Rewrite the records below, replacing every "visible in frame" with "present in the image". Keep everything else unchanged.

Records from a dataset:
— begin —

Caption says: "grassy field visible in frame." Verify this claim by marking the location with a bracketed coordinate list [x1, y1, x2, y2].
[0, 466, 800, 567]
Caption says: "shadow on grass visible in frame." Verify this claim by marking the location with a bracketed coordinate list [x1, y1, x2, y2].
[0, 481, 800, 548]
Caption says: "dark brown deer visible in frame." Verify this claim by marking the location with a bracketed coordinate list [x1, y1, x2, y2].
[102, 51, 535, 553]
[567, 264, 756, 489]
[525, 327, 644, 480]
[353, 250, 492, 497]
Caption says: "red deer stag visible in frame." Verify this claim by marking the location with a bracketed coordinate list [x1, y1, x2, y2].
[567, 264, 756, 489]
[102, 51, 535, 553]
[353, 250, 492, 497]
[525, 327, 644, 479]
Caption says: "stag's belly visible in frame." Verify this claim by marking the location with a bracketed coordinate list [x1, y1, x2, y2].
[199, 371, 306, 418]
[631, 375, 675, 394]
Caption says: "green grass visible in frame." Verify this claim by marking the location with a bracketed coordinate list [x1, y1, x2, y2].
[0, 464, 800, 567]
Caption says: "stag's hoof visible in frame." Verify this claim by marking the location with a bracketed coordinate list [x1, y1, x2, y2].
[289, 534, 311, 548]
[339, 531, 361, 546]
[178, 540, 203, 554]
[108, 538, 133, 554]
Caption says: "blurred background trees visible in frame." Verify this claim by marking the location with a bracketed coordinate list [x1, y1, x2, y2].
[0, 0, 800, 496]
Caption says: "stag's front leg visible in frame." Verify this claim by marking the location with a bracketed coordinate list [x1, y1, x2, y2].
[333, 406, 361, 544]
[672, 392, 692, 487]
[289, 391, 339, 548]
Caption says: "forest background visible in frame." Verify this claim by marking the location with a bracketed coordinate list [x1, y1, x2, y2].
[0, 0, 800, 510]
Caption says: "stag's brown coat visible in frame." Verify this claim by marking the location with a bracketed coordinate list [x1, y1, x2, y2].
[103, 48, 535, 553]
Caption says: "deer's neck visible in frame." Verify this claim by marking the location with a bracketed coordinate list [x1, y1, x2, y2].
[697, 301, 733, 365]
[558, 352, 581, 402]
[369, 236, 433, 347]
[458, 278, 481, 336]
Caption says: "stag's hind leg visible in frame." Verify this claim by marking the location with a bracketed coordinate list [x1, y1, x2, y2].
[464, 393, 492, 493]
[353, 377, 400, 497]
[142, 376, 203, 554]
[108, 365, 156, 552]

— end —

▸ **WORKED SOLUTION**
Caption says: "grassy field present in the image." Verify this claim by marking the location with a bracketed coordinate list [x1, y1, x2, y2].
[0, 466, 800, 567]
Caption says: "shadow on grass present in the image." Verify this claim by marking the location with a bracketed coordinate list [x1, y1, x2, y2].
[0, 481, 800, 548]
Caption says: "dark brown deer present in the image." Verify this claim by marking the location with a bracketed coordinate list [x1, y1, x2, y2].
[102, 51, 535, 553]
[567, 264, 756, 489]
[525, 327, 644, 480]
[353, 250, 492, 497]
Caption says: "red deer stag present in the image." Verify this claim by marking the location with a bracketed coordinate list [x1, y1, x2, y2].
[567, 264, 756, 489]
[102, 51, 535, 553]
[353, 250, 492, 497]
[525, 327, 644, 479]
Caption says: "stag's belly present in the image." Verify this claim by marking the location with a bracketed coordinate list [x1, y1, x2, y2].
[199, 371, 306, 418]
[631, 375, 675, 394]
Caption says: "green grass present in the image." Verify this claim by marking the location with a bracketed coordinate list [x1, y1, x2, y2].
[0, 464, 800, 567]
Caption says: "stag's hoof present in the image." Verify this claim by marking the location with a bracketed coordinate list [x1, y1, x2, y2].
[289, 534, 311, 548]
[339, 531, 361, 546]
[178, 540, 203, 554]
[108, 538, 133, 554]
Caption says: "blurred background trees present in the image." Verify this claim by marking the location with a bracketed coordinate list [x1, y1, x2, y2].
[0, 0, 800, 496]
Caption says: "stag's front leg present in the image." Verify this claim by marking the location with a bracketed coordinate list [x1, y1, x2, y2].
[333, 406, 361, 544]
[672, 392, 692, 487]
[289, 391, 339, 548]
Caption says: "forest background present in the image." Verify this claim by marking the location with a bracketed coordinate list [x1, y1, x2, y2].
[0, 0, 800, 510]
Caption says: "stag's brown coat present in the image." Verify this claim by marking the location with a bracketed coordinate list [x1, y1, x2, y2].
[103, 48, 535, 553]
Caption says: "deer's neck present in the image." Verify this claim by marking the location with a bracketed coordinate list [x1, y1, x2, y2].
[697, 301, 733, 365]
[558, 352, 581, 402]
[369, 236, 433, 347]
[458, 278, 481, 336]
Caption says: "stag's hind leg present in the image." Verify this claim by marking the location with a bracketed coordinate list [x1, y1, x2, y2].
[464, 393, 492, 493]
[353, 377, 400, 497]
[142, 376, 203, 554]
[108, 365, 156, 552]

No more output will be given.